_Records supplied_:
+ + +

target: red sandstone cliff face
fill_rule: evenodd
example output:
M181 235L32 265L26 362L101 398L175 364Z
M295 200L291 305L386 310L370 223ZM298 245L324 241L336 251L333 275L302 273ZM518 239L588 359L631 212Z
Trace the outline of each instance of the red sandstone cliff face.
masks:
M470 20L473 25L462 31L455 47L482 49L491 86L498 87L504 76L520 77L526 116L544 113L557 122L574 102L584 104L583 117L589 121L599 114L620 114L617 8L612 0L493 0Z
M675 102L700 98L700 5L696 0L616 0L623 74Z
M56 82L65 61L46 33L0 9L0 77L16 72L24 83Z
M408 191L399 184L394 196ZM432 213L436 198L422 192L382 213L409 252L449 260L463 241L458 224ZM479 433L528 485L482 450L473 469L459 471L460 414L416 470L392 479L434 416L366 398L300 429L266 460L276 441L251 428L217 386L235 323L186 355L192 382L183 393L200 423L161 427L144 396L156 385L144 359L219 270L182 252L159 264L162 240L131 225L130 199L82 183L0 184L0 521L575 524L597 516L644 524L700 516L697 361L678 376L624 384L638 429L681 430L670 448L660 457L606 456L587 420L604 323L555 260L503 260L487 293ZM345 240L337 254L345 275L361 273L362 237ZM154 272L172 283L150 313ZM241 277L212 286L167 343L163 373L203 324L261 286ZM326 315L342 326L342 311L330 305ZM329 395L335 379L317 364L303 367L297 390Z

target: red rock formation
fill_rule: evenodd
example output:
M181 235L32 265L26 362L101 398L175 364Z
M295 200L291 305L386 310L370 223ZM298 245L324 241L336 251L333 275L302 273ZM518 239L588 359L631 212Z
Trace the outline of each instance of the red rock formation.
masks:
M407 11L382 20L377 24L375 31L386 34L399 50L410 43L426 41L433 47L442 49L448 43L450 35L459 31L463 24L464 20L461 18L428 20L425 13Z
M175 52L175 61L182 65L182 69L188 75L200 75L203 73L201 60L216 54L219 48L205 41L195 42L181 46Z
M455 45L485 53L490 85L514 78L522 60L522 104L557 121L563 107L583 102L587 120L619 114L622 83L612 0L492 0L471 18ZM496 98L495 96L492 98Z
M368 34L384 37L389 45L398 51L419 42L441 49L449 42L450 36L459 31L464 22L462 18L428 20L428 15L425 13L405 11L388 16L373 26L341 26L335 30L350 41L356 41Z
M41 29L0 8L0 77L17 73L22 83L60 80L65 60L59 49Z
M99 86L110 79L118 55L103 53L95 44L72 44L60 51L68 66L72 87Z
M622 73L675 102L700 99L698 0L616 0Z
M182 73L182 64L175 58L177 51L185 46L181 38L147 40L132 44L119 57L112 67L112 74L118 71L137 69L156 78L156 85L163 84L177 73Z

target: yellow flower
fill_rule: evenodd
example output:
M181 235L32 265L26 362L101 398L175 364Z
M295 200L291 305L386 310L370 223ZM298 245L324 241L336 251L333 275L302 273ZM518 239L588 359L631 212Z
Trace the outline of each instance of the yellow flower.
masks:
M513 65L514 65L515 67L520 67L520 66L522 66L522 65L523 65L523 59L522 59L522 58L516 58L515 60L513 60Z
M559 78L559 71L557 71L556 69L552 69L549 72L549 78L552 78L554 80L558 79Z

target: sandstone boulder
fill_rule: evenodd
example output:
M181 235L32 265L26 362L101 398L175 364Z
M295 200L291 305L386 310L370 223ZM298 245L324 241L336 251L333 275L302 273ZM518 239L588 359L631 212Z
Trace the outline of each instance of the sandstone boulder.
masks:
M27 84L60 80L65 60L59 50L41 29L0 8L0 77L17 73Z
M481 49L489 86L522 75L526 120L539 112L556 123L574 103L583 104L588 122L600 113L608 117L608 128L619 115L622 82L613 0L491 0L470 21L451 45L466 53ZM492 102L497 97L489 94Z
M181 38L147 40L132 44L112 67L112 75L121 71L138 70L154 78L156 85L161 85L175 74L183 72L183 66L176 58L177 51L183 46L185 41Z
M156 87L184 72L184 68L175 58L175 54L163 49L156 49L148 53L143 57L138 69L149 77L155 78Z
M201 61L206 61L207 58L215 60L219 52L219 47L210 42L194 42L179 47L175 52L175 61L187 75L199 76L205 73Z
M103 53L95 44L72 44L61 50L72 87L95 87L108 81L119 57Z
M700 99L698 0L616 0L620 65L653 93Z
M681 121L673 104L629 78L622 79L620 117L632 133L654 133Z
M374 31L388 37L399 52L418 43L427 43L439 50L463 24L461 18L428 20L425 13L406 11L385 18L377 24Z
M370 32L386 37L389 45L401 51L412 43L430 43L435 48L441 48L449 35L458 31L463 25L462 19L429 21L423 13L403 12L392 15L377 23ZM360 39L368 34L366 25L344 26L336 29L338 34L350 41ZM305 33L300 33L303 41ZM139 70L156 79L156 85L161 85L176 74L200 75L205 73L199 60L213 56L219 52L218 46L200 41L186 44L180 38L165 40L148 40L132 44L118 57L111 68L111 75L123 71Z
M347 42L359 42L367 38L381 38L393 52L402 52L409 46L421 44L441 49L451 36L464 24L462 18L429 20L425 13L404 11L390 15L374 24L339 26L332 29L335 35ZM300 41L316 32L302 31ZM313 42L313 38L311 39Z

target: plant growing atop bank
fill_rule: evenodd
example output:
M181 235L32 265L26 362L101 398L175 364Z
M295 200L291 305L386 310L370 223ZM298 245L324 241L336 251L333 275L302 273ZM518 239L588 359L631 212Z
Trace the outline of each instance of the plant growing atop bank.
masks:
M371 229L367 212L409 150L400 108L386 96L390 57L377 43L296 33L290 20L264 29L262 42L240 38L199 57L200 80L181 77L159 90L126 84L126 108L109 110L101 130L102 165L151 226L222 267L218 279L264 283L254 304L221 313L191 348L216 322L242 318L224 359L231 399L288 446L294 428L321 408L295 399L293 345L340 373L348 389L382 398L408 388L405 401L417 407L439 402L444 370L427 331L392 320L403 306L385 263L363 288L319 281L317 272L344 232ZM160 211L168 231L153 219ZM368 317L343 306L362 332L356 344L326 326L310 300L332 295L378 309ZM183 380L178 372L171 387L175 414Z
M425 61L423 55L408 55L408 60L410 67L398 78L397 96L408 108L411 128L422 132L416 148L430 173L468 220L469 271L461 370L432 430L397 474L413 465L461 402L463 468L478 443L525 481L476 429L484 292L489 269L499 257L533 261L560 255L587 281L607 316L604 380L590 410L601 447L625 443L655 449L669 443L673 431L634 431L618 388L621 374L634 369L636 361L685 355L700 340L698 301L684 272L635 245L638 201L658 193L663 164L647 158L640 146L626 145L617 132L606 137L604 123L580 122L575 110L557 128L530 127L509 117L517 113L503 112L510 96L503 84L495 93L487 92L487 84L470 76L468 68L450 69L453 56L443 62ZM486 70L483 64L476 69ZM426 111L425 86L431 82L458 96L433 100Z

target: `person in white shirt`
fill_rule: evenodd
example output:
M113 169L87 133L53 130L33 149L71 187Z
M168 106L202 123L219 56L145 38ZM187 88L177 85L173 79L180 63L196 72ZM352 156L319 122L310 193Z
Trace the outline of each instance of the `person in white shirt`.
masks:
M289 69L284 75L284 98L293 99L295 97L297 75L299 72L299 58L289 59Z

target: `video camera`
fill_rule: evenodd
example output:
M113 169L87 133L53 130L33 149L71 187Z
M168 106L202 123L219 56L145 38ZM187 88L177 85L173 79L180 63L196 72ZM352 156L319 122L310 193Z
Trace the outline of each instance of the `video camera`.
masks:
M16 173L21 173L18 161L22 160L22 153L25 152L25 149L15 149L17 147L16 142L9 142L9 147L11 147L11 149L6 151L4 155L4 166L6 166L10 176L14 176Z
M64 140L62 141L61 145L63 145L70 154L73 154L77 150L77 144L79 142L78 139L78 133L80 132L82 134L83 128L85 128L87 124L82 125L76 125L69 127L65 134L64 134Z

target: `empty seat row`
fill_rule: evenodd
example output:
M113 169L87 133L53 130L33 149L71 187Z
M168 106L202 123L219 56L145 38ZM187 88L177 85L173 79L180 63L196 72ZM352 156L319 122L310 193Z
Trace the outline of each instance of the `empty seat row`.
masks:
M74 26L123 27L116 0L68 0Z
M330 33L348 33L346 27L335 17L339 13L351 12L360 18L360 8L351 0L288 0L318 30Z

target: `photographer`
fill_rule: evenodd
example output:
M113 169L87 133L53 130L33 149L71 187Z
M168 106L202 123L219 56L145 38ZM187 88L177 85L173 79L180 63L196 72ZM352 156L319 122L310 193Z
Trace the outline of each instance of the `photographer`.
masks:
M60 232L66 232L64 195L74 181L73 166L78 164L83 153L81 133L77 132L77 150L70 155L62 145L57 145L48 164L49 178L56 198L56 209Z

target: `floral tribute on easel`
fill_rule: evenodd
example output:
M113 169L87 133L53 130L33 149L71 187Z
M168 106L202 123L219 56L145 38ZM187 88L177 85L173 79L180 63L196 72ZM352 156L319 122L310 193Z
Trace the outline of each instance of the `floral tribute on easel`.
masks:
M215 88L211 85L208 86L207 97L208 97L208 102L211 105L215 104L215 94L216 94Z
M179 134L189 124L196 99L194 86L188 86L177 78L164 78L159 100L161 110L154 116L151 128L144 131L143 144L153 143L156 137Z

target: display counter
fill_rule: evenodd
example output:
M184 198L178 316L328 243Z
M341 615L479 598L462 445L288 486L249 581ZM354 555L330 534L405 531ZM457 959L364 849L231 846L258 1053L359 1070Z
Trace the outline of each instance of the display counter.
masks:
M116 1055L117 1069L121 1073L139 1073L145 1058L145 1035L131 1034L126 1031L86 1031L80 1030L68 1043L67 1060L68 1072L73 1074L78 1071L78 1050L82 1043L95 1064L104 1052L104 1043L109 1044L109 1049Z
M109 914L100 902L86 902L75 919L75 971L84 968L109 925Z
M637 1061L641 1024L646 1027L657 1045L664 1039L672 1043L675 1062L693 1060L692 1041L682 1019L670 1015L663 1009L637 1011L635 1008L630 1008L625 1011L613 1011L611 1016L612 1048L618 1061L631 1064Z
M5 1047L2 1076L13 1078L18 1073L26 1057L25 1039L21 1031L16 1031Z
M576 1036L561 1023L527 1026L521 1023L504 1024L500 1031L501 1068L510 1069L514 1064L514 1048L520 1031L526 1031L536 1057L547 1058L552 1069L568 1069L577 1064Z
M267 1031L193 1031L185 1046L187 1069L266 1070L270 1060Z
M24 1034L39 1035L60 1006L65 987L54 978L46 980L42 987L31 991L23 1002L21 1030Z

+ + +

Would you please return all lines of the data that include the word "rock"?

target: red rock formation
Trace the outline of each instance of the red rock formation.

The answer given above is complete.